WHAT THE TASK ASKS
Read through the data and report every line in which the word "stem" occurs.

Text-to-region grounding data:
::::

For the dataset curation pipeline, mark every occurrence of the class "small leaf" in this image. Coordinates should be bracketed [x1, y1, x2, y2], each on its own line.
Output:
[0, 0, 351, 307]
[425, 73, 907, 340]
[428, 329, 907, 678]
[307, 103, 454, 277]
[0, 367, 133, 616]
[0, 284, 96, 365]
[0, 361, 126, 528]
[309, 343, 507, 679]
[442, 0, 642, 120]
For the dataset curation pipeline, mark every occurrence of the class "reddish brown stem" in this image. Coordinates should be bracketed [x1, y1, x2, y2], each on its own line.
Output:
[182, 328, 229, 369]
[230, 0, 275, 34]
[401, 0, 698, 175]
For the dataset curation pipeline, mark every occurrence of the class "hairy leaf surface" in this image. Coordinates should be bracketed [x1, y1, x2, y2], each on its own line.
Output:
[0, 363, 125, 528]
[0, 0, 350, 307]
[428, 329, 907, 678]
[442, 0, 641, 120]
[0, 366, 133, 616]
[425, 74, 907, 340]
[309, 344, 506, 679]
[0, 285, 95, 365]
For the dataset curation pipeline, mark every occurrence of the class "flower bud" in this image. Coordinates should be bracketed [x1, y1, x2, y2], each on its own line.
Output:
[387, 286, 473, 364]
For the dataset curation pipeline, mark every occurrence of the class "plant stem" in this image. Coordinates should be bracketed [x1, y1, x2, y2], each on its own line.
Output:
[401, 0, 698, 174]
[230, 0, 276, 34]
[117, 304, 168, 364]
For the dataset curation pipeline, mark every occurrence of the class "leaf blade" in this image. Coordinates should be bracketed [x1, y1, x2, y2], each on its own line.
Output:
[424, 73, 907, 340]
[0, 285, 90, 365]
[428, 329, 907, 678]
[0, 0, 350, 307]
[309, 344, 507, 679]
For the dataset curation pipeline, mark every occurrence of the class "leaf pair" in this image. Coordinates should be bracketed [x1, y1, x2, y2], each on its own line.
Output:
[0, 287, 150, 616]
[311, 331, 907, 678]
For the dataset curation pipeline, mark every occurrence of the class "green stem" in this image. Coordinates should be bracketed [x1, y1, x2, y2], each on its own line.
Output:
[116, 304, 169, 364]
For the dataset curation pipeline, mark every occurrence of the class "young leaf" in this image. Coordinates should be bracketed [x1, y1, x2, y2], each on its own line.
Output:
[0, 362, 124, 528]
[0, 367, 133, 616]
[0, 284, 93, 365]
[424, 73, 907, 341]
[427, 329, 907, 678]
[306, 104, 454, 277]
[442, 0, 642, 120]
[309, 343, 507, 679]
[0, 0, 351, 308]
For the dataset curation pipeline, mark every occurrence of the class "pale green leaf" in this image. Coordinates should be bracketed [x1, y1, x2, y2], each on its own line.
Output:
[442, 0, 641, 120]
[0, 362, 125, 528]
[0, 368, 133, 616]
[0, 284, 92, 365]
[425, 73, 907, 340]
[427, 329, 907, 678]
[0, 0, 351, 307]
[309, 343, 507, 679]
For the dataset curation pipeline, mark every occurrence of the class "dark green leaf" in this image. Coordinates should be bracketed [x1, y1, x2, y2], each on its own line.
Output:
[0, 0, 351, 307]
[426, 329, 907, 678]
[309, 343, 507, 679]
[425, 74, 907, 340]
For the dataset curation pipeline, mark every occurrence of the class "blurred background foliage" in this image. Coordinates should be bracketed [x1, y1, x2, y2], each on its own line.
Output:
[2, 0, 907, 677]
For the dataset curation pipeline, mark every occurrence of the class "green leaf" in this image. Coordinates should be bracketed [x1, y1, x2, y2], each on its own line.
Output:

::::

RESPONSE FOR THIS EXERCISE
For the dataset curation pipeline, mark every occurrence of the class "reddish brown stem" in this image. Coordinates should be bracketed [x1, y1, x2, y2], each on its own line.
For the dataset curation pipeline, mark every occurrence of the class "plant stem" in this image. Coordinates should be bracketed [x1, y1, x2, y2], each on its own line.
For the dataset curation pipeline, mark every occurrence of the class "green stem" in this image. Coordinates should be bracketed [x1, y1, x2, y2], each on its own line.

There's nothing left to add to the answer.